Exercise materials: Begin

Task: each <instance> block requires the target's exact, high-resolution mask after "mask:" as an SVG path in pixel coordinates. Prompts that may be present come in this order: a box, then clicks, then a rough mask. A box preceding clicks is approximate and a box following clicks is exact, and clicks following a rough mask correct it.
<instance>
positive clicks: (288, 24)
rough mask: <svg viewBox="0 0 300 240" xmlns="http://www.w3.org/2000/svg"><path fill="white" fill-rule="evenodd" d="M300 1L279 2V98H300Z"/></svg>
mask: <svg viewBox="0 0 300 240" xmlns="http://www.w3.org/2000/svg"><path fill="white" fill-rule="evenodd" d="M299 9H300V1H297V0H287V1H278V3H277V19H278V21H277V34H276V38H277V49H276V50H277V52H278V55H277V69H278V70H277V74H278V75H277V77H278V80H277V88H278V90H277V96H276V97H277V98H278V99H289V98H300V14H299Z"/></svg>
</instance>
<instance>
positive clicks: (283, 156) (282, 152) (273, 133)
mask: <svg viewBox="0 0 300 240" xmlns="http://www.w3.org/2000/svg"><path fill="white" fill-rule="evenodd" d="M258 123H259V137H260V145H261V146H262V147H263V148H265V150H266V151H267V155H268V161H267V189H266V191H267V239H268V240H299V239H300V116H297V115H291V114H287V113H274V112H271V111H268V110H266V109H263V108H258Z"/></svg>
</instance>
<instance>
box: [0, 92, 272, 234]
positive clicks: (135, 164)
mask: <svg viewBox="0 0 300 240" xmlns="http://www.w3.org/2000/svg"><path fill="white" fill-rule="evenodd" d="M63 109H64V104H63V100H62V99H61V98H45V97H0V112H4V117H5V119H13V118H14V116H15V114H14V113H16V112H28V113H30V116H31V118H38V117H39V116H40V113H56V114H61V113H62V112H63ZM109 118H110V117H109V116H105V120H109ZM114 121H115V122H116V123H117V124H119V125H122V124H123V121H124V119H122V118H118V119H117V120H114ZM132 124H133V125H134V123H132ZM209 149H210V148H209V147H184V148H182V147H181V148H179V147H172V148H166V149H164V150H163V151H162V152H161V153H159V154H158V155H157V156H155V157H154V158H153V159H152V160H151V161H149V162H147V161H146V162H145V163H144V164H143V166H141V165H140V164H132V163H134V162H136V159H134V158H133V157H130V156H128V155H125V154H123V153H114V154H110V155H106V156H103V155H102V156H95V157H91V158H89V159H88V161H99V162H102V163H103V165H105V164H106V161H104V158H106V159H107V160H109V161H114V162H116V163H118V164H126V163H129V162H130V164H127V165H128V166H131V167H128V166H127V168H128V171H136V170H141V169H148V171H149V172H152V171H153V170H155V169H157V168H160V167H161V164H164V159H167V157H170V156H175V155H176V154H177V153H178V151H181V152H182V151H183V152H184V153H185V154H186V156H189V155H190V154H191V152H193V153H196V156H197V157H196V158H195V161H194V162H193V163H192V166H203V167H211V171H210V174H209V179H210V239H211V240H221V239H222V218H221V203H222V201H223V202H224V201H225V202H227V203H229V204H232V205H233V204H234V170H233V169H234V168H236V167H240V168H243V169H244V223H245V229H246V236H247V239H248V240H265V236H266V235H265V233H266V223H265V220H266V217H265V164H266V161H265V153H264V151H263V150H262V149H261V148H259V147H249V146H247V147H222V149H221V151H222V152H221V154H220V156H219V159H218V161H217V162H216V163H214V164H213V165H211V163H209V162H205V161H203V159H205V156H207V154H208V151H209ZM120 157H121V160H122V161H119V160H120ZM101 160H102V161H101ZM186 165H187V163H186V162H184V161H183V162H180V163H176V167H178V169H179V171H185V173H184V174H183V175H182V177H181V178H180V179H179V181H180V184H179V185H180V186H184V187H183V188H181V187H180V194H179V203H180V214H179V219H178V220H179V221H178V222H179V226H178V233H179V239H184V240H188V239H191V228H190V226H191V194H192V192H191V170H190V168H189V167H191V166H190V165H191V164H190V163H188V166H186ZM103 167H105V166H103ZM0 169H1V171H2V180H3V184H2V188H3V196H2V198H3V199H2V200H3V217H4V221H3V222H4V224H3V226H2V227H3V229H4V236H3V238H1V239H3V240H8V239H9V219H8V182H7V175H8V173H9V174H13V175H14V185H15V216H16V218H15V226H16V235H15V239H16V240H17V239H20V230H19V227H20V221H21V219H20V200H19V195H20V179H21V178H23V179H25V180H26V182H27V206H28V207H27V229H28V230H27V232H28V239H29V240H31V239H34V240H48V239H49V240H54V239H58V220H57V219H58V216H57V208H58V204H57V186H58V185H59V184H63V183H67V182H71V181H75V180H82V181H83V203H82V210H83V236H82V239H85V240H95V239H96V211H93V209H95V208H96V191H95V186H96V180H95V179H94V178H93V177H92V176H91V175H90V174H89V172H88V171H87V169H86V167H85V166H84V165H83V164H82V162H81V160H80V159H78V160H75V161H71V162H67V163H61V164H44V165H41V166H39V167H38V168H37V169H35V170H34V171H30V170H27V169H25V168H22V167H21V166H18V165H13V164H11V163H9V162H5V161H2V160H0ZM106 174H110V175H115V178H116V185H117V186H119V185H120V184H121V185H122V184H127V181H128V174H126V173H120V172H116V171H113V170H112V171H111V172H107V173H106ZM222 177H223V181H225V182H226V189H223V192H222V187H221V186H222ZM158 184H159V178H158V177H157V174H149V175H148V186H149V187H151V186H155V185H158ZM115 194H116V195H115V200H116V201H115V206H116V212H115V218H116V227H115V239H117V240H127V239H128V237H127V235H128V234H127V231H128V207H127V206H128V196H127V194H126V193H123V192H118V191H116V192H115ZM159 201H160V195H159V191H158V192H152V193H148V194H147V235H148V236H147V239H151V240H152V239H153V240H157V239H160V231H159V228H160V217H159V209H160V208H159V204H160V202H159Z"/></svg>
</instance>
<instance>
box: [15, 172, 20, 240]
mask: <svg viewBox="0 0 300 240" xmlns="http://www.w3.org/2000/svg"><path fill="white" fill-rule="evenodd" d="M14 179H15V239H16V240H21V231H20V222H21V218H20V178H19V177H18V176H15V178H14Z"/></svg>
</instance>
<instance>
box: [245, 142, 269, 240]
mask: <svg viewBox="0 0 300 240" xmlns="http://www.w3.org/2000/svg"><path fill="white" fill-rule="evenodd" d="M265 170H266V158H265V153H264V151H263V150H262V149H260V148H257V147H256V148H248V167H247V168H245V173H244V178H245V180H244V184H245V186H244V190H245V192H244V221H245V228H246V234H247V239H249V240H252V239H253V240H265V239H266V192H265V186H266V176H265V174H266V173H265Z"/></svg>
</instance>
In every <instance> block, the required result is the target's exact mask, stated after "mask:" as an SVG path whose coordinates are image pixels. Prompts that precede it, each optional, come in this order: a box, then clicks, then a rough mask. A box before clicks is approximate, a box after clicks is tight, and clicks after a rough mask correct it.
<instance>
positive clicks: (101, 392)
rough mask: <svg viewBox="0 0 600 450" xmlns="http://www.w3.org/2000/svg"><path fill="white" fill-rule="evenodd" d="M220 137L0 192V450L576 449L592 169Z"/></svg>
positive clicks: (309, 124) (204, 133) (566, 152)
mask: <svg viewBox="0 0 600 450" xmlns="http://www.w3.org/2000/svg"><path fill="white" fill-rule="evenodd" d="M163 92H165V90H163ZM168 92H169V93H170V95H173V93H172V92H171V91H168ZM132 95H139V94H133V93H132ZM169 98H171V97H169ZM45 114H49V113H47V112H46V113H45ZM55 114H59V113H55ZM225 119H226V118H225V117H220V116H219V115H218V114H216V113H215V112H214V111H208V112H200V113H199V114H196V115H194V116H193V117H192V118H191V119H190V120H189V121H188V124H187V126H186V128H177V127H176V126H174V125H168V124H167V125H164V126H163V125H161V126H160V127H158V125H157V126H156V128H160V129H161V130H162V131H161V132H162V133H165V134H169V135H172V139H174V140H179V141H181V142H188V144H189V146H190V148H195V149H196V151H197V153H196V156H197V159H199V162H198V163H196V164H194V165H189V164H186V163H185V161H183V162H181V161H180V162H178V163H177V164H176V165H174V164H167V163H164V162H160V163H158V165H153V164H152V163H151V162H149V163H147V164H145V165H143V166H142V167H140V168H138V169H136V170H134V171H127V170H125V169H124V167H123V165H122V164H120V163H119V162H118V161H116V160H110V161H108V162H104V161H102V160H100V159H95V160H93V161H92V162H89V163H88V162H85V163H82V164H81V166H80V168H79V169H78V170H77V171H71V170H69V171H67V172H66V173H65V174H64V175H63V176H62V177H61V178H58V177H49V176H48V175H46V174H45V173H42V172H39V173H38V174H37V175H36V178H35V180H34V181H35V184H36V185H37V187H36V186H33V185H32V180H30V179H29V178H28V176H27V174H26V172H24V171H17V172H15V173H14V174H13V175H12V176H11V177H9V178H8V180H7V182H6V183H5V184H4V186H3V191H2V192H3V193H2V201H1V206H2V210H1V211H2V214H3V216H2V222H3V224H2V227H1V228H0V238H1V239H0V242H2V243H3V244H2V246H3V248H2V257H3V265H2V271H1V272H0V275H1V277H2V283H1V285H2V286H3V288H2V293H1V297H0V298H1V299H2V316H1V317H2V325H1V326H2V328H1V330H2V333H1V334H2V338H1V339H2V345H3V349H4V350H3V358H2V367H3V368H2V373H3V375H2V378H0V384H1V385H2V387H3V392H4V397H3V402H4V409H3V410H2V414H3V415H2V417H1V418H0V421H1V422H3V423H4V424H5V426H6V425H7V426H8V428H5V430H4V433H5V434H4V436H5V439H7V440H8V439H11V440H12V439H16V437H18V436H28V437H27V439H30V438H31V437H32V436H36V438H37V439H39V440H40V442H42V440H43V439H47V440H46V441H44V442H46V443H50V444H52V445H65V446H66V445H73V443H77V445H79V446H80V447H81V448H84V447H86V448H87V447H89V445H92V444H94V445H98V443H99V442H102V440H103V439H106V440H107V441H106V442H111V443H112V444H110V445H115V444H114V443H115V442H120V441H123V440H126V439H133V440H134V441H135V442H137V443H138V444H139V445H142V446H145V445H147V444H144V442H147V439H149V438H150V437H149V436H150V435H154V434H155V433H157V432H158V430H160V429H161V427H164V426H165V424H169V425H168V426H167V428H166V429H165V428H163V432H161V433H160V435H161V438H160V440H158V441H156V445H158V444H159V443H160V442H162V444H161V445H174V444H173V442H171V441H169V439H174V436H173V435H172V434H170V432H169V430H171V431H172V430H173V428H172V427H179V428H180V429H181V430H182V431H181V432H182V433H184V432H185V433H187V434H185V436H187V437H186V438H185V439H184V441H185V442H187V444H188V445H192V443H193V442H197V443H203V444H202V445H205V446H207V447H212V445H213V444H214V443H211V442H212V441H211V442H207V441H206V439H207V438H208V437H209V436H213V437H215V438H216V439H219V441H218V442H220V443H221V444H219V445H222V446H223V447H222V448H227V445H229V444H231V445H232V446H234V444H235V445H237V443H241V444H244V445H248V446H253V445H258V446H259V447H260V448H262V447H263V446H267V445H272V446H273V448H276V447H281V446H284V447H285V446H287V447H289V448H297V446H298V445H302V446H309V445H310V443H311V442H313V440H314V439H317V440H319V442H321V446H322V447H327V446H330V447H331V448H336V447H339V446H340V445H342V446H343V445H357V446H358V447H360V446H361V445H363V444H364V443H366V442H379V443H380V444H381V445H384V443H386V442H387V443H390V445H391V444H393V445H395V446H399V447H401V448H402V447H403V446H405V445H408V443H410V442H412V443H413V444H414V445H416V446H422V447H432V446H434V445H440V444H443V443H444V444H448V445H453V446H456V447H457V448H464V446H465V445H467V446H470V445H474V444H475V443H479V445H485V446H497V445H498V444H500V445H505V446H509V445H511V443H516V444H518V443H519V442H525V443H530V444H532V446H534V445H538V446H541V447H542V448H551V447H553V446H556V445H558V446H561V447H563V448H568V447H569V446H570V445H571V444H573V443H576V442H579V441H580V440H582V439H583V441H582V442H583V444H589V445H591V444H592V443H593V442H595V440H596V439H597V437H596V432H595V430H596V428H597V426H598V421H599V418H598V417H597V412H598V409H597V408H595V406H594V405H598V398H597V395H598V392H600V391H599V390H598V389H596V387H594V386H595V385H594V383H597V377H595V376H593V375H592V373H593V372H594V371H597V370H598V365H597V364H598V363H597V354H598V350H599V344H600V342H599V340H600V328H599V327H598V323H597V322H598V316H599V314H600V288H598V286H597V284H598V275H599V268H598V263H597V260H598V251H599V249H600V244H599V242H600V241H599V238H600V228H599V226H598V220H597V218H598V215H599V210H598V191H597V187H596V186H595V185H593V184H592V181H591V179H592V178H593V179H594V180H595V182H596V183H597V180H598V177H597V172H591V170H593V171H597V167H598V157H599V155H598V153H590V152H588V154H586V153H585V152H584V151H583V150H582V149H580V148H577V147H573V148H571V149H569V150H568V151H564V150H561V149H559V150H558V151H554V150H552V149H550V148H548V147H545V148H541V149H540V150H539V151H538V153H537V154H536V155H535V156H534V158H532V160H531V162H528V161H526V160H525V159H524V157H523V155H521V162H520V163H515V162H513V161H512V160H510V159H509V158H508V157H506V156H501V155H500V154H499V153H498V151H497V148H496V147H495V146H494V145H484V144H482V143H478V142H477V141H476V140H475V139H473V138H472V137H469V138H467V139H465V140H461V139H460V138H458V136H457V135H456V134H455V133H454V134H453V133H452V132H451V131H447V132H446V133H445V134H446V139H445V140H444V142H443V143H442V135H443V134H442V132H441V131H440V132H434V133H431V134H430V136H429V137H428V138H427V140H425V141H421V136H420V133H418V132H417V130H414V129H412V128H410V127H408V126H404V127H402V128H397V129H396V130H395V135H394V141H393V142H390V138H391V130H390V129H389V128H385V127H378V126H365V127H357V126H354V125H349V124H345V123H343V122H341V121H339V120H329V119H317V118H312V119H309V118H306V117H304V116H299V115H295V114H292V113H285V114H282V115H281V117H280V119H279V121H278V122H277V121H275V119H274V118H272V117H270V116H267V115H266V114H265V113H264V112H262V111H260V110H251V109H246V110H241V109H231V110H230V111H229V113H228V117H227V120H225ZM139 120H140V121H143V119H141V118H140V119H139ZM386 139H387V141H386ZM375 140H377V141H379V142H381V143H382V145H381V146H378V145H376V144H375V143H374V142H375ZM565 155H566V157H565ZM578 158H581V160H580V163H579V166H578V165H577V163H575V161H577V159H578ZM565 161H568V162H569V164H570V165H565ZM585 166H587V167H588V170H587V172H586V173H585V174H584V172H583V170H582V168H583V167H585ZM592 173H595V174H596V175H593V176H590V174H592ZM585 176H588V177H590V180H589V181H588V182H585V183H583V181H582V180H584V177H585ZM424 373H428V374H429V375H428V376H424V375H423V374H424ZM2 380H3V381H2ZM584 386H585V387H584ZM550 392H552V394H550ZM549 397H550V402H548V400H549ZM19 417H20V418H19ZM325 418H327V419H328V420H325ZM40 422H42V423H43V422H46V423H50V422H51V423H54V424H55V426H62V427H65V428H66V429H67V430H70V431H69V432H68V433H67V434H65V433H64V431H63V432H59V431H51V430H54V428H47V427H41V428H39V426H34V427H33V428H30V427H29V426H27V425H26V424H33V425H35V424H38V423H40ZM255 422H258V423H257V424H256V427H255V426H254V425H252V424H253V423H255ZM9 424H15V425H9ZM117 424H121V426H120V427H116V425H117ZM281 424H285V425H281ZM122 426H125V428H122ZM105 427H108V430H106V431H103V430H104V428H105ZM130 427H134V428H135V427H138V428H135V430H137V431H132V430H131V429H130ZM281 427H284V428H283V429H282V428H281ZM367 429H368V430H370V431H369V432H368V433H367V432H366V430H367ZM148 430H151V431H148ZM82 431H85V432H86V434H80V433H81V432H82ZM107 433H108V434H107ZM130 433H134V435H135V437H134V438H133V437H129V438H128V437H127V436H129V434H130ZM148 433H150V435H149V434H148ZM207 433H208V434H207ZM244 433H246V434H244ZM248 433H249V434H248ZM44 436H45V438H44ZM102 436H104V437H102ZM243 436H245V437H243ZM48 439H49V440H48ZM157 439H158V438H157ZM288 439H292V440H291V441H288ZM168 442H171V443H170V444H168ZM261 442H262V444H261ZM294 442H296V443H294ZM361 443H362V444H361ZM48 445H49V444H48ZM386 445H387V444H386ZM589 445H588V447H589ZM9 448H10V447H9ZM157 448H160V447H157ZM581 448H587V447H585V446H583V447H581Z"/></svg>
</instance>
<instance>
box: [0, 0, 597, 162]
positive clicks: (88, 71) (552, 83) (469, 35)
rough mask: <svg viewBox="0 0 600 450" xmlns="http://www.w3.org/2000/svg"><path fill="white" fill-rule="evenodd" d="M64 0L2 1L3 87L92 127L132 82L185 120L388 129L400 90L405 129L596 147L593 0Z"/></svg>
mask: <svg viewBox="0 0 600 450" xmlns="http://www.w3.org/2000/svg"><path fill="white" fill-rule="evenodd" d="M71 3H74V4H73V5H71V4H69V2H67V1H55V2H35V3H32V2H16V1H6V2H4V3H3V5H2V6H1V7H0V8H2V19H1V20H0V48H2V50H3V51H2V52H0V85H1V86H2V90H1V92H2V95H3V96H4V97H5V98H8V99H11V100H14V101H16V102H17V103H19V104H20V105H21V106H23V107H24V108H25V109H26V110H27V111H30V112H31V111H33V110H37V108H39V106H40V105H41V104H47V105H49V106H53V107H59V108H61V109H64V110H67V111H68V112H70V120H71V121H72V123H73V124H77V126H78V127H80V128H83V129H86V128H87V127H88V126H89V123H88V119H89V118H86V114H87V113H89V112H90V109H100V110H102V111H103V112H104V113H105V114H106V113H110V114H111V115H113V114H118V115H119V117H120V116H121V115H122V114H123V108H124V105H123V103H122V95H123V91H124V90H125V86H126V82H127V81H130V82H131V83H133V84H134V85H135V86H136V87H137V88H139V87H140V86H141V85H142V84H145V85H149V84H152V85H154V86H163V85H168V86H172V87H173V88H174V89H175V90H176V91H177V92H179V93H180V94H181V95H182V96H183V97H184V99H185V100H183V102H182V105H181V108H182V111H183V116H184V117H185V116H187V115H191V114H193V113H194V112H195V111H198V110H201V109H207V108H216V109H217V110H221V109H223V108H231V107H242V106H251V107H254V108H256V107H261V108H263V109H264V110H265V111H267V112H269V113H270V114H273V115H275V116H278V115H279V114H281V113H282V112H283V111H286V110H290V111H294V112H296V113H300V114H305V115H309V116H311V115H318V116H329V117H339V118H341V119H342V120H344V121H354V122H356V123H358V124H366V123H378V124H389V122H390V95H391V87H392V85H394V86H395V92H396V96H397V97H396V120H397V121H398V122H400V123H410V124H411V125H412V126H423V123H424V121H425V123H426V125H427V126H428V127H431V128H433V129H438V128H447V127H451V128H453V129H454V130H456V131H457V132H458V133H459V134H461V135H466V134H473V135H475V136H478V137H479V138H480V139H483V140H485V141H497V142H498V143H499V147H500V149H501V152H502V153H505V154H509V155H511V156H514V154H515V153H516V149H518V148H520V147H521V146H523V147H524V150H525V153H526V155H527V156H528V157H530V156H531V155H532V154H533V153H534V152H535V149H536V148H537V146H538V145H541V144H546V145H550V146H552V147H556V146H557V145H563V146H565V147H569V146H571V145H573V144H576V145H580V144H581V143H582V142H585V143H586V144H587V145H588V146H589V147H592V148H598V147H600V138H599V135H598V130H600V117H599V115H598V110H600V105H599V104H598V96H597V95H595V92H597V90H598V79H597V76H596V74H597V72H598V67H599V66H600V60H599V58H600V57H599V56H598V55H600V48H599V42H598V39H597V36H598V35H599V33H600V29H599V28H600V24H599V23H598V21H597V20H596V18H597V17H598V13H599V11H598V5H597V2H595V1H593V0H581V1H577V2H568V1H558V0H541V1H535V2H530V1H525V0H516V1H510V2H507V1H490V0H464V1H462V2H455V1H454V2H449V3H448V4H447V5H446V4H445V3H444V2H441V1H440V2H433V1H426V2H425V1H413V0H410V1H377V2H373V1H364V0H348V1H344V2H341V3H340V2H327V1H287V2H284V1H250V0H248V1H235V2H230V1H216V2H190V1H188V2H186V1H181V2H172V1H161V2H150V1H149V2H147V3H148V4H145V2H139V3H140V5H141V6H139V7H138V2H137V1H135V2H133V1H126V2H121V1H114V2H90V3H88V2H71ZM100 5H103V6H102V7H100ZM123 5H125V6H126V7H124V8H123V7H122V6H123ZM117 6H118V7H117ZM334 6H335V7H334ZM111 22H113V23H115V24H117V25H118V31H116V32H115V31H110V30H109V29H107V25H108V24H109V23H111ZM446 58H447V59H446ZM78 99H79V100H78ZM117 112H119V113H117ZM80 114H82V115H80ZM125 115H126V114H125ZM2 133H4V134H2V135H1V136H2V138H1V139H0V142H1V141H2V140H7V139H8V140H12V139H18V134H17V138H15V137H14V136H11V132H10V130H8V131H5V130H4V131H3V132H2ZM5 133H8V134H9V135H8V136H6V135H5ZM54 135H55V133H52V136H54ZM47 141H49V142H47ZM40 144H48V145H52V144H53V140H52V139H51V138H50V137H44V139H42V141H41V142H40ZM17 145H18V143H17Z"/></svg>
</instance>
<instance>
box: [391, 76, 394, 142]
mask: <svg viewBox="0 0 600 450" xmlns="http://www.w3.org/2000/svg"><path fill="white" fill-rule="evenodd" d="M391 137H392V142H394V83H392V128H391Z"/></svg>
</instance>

Exercise materials: End

→ **Problem to work on**
Copy every line of the records above that holds the word "positive".

→ **Answer to the problem**
positive clicks: (288, 24)
positive clicks: (283, 156) (282, 152) (273, 133)
positive clicks: (135, 164)
positive clicks: (101, 392)
positive clicks: (309, 124) (204, 133) (566, 152)
positive clicks: (88, 71) (552, 83) (469, 35)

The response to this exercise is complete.